Rows from a pointing dataset
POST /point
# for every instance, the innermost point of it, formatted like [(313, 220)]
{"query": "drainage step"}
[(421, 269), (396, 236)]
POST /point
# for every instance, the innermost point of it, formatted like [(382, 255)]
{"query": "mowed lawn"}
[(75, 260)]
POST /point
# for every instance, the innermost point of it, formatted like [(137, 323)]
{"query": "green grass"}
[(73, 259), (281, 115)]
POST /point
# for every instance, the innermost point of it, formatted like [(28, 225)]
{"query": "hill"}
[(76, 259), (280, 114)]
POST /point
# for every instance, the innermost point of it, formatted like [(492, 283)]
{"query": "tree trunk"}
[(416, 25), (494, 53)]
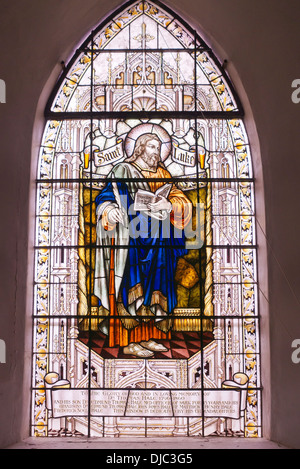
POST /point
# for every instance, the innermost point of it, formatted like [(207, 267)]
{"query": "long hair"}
[(140, 145)]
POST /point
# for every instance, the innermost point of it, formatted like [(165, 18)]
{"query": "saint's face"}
[(151, 154)]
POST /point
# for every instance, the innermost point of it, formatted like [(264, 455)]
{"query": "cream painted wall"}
[(259, 38)]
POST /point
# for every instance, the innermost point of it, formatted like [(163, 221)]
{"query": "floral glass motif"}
[(145, 314)]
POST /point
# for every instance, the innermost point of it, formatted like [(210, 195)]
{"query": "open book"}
[(144, 198)]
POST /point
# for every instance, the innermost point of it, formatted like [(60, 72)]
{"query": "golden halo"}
[(148, 128)]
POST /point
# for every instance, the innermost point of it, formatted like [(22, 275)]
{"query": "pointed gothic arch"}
[(146, 71)]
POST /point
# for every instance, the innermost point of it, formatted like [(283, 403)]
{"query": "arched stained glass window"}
[(145, 316)]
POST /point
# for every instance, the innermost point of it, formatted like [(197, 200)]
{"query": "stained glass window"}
[(145, 315)]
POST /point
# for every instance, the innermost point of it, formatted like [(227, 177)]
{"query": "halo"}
[(136, 132)]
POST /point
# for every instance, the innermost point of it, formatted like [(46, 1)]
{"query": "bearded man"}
[(134, 275)]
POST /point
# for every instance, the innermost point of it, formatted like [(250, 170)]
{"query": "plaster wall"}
[(259, 39)]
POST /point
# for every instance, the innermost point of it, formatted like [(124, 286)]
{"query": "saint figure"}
[(136, 255)]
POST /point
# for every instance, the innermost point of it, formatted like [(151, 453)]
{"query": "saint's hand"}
[(115, 216), (161, 204)]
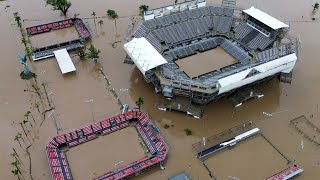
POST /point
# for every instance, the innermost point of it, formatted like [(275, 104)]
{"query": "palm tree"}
[(15, 156), (26, 121), (100, 22), (81, 52), (25, 133), (17, 18), (139, 102), (94, 17), (37, 105), (93, 53), (113, 15), (15, 152), (315, 6), (15, 172), (17, 138), (62, 5), (143, 8), (28, 113), (16, 165)]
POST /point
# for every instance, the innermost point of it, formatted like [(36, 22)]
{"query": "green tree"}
[(139, 102), (17, 138), (27, 115), (93, 53), (81, 52), (17, 18), (15, 172), (315, 6), (61, 5), (113, 15), (94, 18), (21, 123), (16, 165), (100, 22), (143, 8)]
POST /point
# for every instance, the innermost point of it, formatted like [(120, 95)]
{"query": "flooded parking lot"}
[(70, 93)]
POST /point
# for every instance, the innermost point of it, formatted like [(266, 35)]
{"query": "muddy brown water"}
[(111, 151), (54, 37), (205, 62), (70, 93)]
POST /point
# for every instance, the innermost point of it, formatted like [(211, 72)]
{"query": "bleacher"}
[(275, 52), (236, 51), (46, 52), (186, 25), (82, 29), (251, 37), (147, 131)]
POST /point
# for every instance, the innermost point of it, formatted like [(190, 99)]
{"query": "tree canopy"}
[(139, 102), (112, 14), (143, 8), (61, 5), (93, 53)]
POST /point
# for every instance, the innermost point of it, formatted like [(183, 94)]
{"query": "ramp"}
[(242, 95), (65, 63)]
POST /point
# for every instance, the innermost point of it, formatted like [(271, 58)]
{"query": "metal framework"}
[(192, 31)]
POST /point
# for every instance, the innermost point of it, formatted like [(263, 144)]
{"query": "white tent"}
[(64, 61), (143, 54), (265, 18)]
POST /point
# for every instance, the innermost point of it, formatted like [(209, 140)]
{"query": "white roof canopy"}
[(143, 54), (265, 18), (64, 61)]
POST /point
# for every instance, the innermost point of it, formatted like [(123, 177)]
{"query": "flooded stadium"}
[(85, 97)]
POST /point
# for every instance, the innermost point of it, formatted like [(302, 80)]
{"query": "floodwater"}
[(54, 37), (71, 94), (205, 62), (111, 151)]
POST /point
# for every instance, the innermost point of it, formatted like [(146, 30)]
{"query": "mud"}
[(110, 151), (69, 93), (54, 37), (205, 62)]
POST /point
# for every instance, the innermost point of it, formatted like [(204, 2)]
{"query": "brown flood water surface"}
[(105, 154), (54, 37), (205, 62), (71, 94)]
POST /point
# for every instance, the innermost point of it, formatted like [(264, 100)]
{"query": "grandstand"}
[(147, 131), (175, 32), (47, 51)]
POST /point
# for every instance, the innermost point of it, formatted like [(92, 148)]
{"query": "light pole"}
[(116, 164), (124, 104), (91, 108), (125, 95)]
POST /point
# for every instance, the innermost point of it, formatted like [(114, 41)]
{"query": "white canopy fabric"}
[(265, 18), (64, 61), (143, 54)]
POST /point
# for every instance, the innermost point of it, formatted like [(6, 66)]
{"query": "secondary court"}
[(107, 153), (205, 62), (247, 160), (54, 37)]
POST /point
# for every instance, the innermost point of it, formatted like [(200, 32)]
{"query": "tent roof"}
[(265, 18), (143, 54), (64, 61)]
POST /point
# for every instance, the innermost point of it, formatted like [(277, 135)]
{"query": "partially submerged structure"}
[(147, 131), (228, 138), (287, 173), (47, 51), (170, 34)]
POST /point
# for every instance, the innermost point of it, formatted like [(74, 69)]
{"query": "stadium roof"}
[(265, 18), (143, 54)]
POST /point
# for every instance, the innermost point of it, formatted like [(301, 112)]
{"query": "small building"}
[(181, 176)]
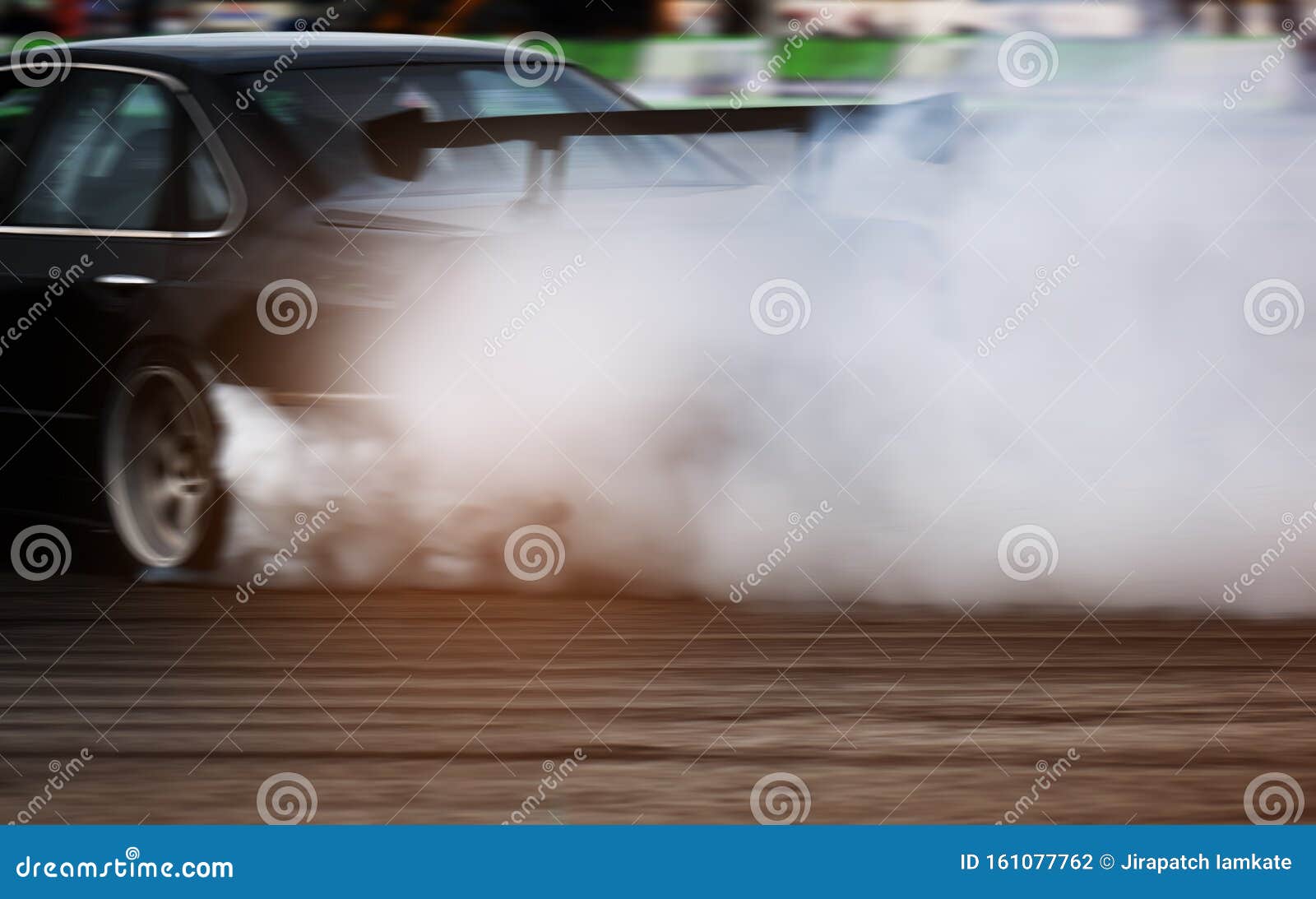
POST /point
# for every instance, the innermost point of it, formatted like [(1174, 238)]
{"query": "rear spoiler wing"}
[(396, 144)]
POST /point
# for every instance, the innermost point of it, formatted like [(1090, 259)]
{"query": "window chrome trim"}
[(228, 171)]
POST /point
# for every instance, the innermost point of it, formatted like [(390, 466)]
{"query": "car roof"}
[(245, 52)]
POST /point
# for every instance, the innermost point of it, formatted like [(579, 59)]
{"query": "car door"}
[(85, 237)]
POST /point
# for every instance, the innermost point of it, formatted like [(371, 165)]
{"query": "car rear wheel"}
[(161, 441)]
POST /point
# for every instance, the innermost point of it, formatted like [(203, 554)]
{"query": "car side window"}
[(103, 160), (17, 107), (206, 195)]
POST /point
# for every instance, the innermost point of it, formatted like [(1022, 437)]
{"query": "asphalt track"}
[(421, 707)]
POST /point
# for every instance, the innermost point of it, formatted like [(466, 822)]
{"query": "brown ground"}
[(438, 708)]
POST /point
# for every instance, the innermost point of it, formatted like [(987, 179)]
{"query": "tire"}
[(160, 447)]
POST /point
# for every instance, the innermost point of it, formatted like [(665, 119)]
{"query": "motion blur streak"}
[(1091, 328)]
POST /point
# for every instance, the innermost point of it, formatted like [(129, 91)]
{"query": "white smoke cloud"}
[(1063, 340)]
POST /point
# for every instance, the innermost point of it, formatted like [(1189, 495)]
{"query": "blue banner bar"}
[(658, 861)]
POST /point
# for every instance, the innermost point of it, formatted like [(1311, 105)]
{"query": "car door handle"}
[(125, 280)]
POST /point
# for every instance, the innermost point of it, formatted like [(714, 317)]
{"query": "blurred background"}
[(682, 50)]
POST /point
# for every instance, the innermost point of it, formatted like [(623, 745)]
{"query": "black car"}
[(270, 211)]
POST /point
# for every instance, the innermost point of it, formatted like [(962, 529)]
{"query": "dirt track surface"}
[(443, 708)]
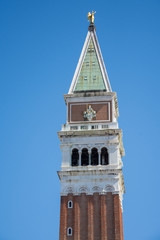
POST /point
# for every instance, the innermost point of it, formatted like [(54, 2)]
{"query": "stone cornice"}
[(90, 94)]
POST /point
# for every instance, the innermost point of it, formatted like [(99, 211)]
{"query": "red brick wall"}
[(93, 217)]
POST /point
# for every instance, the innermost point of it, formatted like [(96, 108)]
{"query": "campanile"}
[(91, 175)]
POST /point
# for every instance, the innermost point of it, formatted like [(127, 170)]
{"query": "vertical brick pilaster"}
[(63, 219), (76, 218), (103, 218), (96, 216), (118, 218), (83, 216), (110, 216), (90, 217), (70, 216)]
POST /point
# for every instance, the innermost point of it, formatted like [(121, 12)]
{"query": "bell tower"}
[(91, 175)]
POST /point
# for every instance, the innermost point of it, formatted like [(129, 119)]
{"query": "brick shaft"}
[(93, 217)]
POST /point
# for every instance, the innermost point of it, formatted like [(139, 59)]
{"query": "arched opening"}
[(70, 204), (84, 157), (104, 156), (75, 157), (94, 156)]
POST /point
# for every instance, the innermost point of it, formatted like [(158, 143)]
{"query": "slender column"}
[(99, 157), (89, 152), (90, 218), (80, 153)]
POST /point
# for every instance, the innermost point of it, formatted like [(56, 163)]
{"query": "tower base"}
[(91, 217)]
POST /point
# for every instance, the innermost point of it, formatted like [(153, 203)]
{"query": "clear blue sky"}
[(40, 44)]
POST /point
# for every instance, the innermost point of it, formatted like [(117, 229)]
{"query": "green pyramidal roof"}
[(90, 76)]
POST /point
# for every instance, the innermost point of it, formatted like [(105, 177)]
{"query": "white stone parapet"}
[(89, 126)]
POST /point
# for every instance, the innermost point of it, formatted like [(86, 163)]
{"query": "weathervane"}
[(89, 114), (91, 16)]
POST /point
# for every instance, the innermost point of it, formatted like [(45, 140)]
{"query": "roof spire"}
[(91, 18)]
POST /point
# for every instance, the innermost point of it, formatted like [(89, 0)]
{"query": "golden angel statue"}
[(91, 16)]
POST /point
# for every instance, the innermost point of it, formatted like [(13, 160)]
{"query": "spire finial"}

§ **Task goal**
Update the data from its first line through the line containing "[(73, 259), (281, 115)]", inclusive, so that "mowed lawn" reads "trimmed lawn" and everything else stays the same. Return only those lines.

§ **Reply to the task**
POST /point
# for every instance, the innermost point of it, formatted like [(313, 220)]
{"query": "drainage step"}
[(421, 269), (396, 236)]
POST /point
# for every instance, the innermost point of it, formatted like [(382, 255)]
{"query": "trimmed lawn"}
[(75, 260)]
POST /point
# for every instance, the innermost point of it, formatted like [(137, 323)]
{"query": "green grass"}
[(73, 259), (281, 115)]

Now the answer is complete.